PASSAGE PROVIDED:
Viola, without possessing any of those brilliant qualities that compel our admiration in Portia, Rosalind, or Beatrice, endears
herself to us by the ingenuousness, modesty, and tenderness of her character. Like Rosalind, Viola disguises herself as a page; but
instead of assuming that "swashing and martial outside" which Rosalind affects, as part of her masculine attire, she is most discreetly disposed, permitting herself no word or gesture inconsistent with the nicest propriety; she changes nothing but her dress --
she is Viola throughout. Each is in daily [contact] with the
man she loves. With Orlando, Rosalind is saucy and coquettish. Viola manifests her self-sacrificing devotion to Orsino, by becoming his love-herald to the proud Olivia -- wooing for her master
from another the bliss which she longed to bestow only through
Like Rosalind again, Viola is beloved by a woman; but the Countess Olivia differs as widely from the capricious shepherdess,
Phebe, as the treatment which their infatuations severally receive: Rosalind mocks, and plays with, Phebe's preference, even while
she repulses it; Viola's feminine reserve is shocked at the unwooed confession of Olivia's love. Yet how full of tender pity
are her words, when first she suspects the hapless truth:
What means this lady?

OBJECTIVE:
Answer these questions using the passage on Viola:
1. What kind of "outside" does Rosalind affect as part of her masculine attire?
2. To whom does Viola act as love-herald on Orsino's behalf?
3. How does Rosalind treat Phebe's preference?

Stored items from a collection:
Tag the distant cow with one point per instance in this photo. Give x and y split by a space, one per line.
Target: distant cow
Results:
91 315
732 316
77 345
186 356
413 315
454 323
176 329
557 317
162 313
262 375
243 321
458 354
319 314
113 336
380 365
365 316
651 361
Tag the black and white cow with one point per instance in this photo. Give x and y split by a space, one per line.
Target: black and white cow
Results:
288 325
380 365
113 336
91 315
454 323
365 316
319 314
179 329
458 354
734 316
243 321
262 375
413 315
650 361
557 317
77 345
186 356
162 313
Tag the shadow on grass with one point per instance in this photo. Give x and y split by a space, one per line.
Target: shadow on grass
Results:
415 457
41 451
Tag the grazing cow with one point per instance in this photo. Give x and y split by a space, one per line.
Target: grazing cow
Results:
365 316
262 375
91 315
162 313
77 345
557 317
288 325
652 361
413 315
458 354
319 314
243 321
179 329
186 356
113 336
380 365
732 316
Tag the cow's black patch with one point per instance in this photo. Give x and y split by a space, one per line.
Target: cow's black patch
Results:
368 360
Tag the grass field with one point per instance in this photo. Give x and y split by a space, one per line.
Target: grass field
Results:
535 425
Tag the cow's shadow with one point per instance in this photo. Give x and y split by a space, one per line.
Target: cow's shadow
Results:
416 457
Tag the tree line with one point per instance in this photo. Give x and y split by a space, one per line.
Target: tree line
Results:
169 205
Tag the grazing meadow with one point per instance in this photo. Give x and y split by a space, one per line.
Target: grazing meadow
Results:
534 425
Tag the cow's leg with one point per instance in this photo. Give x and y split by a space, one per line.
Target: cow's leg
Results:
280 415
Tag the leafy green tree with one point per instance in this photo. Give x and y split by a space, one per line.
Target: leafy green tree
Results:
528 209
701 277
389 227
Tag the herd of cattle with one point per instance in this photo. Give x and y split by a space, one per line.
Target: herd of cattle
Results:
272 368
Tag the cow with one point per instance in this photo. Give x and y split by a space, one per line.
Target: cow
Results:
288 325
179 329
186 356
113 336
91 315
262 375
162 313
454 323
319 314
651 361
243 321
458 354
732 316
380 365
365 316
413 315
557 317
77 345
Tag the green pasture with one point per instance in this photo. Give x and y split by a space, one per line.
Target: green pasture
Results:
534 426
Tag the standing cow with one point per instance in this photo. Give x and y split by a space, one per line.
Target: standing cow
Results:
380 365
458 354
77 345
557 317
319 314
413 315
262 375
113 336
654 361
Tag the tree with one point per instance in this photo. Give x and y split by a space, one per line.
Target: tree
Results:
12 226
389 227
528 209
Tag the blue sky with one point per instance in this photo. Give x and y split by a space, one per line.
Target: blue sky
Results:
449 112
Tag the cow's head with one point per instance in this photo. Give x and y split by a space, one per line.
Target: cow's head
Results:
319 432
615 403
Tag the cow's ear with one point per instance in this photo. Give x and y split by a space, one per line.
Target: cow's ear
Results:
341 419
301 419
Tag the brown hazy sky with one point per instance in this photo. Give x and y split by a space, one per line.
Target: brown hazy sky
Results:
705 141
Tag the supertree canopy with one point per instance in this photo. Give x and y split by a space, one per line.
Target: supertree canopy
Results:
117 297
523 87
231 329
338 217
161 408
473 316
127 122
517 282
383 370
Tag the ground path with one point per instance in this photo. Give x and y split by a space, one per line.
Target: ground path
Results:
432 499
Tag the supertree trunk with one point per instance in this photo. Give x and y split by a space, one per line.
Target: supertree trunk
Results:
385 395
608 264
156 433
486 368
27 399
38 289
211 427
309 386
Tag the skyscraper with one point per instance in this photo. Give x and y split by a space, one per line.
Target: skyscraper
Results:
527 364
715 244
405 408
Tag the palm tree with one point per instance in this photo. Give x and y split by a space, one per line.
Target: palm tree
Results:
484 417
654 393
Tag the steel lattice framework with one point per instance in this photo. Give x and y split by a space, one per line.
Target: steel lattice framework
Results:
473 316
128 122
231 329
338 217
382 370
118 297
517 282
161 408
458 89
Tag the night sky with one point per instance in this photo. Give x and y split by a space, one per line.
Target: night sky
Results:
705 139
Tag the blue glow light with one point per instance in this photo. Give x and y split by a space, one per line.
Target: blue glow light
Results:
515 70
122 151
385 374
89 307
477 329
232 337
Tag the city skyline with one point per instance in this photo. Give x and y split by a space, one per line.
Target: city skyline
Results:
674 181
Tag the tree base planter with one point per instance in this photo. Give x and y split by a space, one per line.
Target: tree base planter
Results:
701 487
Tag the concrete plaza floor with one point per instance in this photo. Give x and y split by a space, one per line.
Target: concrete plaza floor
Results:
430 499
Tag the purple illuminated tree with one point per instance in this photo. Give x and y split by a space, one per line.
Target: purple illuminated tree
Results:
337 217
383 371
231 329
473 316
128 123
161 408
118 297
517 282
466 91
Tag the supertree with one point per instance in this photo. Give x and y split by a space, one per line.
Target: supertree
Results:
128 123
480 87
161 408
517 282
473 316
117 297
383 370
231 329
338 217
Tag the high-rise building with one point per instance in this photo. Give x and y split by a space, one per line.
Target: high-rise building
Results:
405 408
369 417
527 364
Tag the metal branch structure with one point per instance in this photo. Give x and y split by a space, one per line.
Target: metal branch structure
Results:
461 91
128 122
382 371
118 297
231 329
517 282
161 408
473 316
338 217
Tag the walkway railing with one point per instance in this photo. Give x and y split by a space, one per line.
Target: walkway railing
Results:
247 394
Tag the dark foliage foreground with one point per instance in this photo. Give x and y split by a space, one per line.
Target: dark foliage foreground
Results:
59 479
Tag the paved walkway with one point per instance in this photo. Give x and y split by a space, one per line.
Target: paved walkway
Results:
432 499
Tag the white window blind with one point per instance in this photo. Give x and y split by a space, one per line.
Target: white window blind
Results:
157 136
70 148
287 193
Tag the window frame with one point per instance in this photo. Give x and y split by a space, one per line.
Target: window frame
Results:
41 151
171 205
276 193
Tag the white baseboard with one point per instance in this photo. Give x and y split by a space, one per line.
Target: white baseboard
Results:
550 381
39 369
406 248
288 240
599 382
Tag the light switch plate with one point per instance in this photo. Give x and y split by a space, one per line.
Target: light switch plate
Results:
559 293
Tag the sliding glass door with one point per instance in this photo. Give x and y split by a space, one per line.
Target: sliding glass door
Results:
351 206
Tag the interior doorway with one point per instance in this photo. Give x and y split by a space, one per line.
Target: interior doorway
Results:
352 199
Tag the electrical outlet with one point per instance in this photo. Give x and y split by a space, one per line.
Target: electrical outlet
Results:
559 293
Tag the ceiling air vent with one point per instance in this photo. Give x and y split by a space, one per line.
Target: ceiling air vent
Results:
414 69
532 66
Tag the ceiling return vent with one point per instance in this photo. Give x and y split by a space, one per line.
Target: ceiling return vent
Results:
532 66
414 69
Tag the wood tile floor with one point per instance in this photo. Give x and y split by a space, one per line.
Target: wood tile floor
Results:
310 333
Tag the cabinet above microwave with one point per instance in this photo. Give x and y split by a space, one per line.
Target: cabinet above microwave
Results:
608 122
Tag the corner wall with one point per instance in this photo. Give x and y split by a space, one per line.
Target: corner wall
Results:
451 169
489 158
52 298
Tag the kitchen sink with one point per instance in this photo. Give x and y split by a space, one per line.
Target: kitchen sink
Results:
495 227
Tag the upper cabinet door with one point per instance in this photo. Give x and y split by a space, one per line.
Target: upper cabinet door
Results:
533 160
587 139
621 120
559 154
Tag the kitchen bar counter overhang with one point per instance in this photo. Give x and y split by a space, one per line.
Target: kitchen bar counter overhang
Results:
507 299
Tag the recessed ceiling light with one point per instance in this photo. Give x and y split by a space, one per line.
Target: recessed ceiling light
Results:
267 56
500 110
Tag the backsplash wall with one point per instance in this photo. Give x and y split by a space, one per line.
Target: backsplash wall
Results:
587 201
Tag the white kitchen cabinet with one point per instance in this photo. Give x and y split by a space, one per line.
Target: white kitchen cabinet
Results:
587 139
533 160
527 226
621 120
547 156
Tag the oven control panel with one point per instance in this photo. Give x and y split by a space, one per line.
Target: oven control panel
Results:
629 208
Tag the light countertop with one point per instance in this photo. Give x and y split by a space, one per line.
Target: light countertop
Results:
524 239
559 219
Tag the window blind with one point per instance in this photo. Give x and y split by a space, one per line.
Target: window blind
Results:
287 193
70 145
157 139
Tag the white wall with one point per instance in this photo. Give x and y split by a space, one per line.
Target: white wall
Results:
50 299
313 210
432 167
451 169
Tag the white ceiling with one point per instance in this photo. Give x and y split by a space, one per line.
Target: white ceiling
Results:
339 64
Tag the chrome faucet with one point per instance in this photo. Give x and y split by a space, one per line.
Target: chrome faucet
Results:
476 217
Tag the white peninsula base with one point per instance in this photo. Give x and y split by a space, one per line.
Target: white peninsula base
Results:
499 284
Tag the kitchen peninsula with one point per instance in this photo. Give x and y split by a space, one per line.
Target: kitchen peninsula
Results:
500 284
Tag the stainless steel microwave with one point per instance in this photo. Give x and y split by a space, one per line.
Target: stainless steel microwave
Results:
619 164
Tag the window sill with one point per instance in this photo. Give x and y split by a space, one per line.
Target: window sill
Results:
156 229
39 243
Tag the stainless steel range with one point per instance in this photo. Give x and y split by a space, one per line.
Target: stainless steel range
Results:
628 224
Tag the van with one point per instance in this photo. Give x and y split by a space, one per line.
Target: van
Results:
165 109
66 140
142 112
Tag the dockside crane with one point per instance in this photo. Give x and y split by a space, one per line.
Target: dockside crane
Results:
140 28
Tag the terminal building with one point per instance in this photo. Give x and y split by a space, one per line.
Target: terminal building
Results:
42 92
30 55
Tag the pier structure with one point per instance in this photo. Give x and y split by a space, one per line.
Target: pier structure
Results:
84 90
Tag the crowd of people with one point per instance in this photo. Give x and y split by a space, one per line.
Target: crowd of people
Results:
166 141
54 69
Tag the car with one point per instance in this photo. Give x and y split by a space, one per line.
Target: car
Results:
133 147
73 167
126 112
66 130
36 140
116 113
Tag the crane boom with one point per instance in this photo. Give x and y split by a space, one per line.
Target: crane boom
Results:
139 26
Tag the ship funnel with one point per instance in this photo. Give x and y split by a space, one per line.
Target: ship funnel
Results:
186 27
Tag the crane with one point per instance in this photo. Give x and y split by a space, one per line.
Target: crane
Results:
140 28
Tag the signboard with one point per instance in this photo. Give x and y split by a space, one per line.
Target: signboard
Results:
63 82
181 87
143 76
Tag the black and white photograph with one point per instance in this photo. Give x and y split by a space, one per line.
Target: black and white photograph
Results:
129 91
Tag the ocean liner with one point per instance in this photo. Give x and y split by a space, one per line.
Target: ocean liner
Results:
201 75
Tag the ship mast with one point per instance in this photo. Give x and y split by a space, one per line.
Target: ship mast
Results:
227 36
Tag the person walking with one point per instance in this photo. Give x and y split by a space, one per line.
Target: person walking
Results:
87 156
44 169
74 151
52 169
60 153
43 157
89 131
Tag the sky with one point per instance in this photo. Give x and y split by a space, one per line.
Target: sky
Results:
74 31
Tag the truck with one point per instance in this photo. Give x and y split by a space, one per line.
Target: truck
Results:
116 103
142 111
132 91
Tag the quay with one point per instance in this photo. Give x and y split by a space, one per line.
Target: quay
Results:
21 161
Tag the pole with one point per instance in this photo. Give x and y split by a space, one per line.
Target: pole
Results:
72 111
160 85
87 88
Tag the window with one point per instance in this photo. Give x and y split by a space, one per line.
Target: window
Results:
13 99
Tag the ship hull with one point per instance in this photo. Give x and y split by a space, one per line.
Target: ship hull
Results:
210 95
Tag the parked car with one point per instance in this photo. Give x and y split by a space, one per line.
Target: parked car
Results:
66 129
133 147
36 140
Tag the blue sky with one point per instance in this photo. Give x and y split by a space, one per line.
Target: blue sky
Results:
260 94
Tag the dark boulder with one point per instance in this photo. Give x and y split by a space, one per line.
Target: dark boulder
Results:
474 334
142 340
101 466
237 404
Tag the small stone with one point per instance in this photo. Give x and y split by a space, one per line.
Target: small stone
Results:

TASK OUTPUT:
1. A "swashing and martial outside."
2. The Countess Olivia.
3. She mocks and plays with it, even while repulsing it.